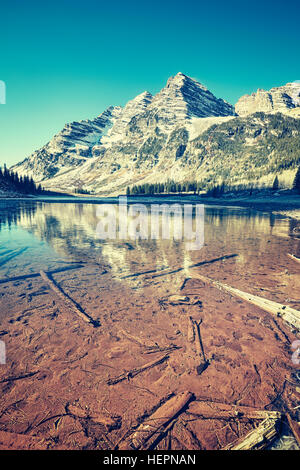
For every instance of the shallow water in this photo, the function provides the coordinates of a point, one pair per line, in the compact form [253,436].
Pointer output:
[125,283]
[52,232]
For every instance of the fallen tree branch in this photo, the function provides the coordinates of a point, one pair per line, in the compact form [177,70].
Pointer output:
[257,439]
[148,434]
[18,377]
[295,428]
[70,302]
[194,336]
[140,342]
[29,276]
[132,373]
[294,257]
[289,314]
[212,410]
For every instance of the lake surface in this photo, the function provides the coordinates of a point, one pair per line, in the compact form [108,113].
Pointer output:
[126,284]
[43,234]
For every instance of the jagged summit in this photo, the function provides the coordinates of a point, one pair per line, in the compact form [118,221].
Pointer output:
[284,99]
[133,128]
[153,138]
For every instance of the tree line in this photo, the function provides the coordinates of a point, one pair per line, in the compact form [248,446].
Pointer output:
[21,184]
[210,189]
[167,187]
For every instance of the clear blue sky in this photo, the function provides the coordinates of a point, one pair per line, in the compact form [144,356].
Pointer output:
[68,60]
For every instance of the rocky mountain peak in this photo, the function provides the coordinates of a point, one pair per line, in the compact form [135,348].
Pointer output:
[284,99]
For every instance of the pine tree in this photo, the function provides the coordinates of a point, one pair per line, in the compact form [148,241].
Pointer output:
[296,183]
[275,184]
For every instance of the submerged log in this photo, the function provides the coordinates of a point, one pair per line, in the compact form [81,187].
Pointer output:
[213,410]
[295,428]
[257,439]
[70,302]
[153,428]
[294,257]
[137,370]
[289,314]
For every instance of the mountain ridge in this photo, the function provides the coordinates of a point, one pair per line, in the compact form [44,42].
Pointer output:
[151,137]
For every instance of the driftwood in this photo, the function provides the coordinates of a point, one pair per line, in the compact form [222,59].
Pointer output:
[191,330]
[140,342]
[150,348]
[294,257]
[165,272]
[29,276]
[289,314]
[257,439]
[70,302]
[12,255]
[194,336]
[110,422]
[147,435]
[213,410]
[19,377]
[137,370]
[295,428]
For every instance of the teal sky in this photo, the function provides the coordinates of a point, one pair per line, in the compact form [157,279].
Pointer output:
[66,60]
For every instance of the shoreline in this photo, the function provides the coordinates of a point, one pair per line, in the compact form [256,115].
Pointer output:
[284,205]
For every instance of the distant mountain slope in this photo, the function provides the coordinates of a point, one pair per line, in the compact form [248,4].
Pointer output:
[183,132]
[284,99]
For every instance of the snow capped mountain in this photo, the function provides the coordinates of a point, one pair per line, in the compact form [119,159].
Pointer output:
[124,141]
[182,133]
[284,99]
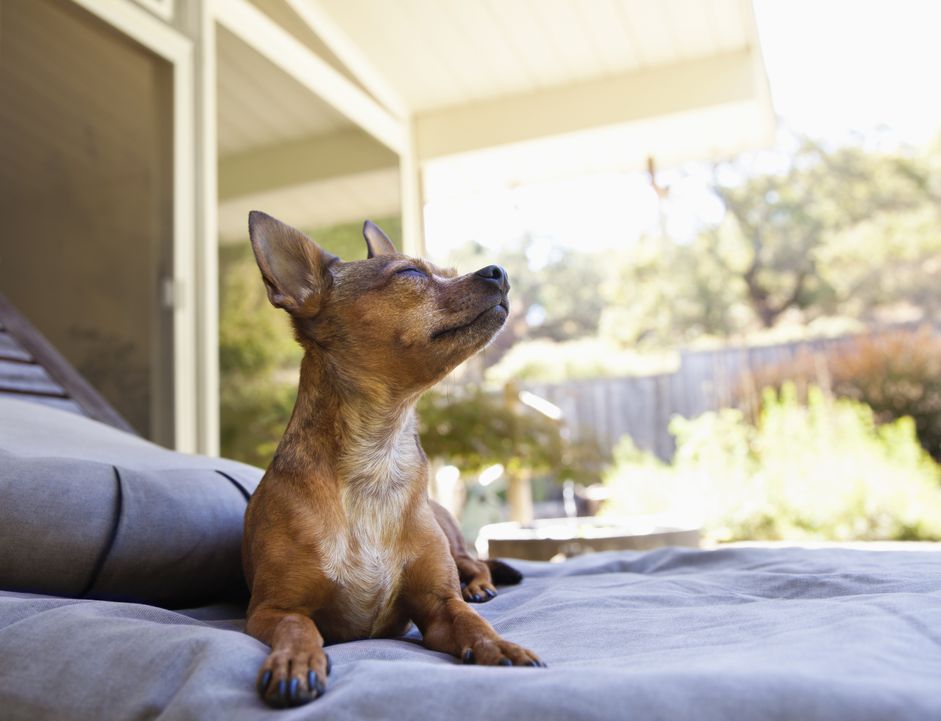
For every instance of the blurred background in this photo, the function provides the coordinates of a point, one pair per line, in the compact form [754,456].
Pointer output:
[721,220]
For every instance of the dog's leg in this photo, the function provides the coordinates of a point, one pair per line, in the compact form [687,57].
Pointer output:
[447,622]
[296,670]
[477,577]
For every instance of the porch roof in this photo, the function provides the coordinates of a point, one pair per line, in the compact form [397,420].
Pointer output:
[492,92]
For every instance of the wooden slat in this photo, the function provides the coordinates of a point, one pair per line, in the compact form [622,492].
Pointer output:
[58,368]
[11,350]
[28,378]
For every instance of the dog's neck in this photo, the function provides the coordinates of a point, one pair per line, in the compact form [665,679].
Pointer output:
[363,436]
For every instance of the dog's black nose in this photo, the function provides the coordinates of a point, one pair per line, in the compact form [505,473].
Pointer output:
[495,274]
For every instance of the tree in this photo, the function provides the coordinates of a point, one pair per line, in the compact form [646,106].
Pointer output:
[785,220]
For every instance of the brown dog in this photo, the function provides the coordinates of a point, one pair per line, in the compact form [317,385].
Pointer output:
[341,540]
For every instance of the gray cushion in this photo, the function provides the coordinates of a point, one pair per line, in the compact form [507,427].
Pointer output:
[87,510]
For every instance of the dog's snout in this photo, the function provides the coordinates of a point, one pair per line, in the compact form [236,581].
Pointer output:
[495,274]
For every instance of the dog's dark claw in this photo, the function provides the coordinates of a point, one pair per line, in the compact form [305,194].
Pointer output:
[317,687]
[263,682]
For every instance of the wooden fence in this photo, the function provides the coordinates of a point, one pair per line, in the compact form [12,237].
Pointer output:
[642,406]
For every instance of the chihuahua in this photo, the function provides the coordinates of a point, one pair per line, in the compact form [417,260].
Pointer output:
[341,539]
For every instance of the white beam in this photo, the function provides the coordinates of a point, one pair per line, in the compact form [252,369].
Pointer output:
[603,102]
[413,205]
[207,235]
[284,50]
[350,54]
[298,162]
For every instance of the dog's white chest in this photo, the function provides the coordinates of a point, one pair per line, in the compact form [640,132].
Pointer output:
[363,562]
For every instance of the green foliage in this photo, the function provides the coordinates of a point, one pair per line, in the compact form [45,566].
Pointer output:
[820,470]
[663,294]
[476,429]
[847,232]
[897,374]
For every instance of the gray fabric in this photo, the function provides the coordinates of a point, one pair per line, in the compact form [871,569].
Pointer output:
[88,510]
[671,634]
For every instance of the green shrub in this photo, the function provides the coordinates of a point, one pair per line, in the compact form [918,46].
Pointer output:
[820,470]
[474,429]
[897,374]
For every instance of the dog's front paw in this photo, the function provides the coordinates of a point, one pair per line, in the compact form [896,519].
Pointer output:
[287,679]
[478,590]
[487,652]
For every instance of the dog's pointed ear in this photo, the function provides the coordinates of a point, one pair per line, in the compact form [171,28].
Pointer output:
[294,268]
[377,242]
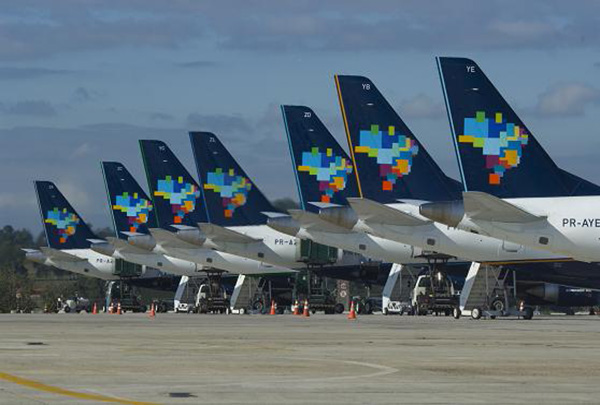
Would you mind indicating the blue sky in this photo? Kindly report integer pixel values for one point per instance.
(83, 81)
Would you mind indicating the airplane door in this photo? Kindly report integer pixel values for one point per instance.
(511, 247)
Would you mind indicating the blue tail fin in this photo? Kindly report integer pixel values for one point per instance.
(176, 195)
(497, 152)
(231, 198)
(390, 162)
(131, 208)
(324, 172)
(64, 228)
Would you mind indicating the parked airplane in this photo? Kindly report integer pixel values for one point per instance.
(140, 241)
(68, 238)
(513, 189)
(325, 178)
(391, 165)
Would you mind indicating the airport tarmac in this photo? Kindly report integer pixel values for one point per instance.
(285, 359)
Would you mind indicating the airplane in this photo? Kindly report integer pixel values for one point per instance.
(234, 221)
(513, 189)
(391, 192)
(68, 238)
(325, 177)
(140, 241)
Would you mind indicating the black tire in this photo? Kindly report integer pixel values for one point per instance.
(258, 305)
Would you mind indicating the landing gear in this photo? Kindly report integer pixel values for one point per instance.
(211, 297)
(434, 292)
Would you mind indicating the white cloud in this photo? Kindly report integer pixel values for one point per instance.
(567, 99)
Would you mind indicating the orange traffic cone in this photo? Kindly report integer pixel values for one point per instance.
(352, 313)
(306, 314)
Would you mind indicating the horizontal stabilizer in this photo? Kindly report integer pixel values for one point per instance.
(218, 233)
(486, 207)
(312, 221)
(125, 246)
(372, 211)
(59, 255)
(167, 239)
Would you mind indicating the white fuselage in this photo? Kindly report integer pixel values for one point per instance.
(95, 264)
(373, 247)
(450, 241)
(274, 247)
(205, 259)
(571, 227)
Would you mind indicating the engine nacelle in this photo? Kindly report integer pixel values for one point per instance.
(445, 212)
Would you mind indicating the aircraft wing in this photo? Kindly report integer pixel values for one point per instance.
(310, 220)
(59, 255)
(372, 211)
(221, 234)
(486, 207)
(125, 246)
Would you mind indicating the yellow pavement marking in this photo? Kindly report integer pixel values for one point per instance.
(61, 391)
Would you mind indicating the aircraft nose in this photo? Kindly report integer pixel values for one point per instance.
(446, 212)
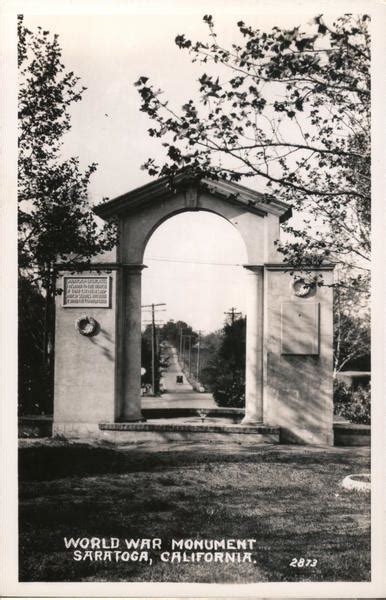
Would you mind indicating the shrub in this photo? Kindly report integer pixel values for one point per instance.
(353, 405)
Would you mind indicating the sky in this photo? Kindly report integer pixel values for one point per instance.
(109, 52)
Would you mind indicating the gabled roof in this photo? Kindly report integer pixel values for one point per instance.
(254, 201)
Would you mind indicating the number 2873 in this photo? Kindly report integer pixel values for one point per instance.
(303, 562)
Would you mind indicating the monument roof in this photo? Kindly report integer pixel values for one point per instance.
(254, 201)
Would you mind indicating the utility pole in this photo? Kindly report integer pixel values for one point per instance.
(198, 357)
(181, 336)
(190, 355)
(233, 314)
(154, 382)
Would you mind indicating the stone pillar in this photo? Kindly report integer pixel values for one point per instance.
(254, 347)
(129, 325)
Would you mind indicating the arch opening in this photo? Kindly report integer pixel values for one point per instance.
(195, 275)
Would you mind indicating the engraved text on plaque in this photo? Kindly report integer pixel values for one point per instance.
(86, 291)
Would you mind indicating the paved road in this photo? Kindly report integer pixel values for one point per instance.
(178, 395)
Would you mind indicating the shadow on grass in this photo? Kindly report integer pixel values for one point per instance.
(55, 462)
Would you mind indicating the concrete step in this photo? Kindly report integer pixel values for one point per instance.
(192, 432)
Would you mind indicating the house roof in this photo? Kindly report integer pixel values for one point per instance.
(255, 202)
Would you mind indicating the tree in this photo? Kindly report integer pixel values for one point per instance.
(55, 221)
(289, 108)
(225, 373)
(351, 328)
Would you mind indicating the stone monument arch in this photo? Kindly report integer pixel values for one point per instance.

* * *

TASK:
The entries above hold the needed span. Transcribe exactly the lines from the one with "For every instance of the gray cushion" to the one with "For every instance of the chihuahua", both included.

EXPECTED ANSWER:
For every instance of the gray cushion in this photo, the function provides the coordinates of a point, one pair per line, in the compact form [507,427].
Pointer output:
[87,510]
For every instance of the dog's snout in this photo, the function provides the coordinates of a point, one pair per line, in the compact form [236,581].
Pointer output:
[495,274]
For every instance of the dog's dark claw in this photo, the function provides the coordinates of a point, one pair per line, in the compact form [305,194].
Pointer output:
[317,687]
[263,682]
For every instance of the wooden fence in this photo, the function provides the coordinates of a point, one pair per line, in the compact form [12,237].
Pointer output:
[642,406]
For every instance of the chihuahua in this photo, the function provides the coordinates of a point, one pair per line, in the compact form [417,260].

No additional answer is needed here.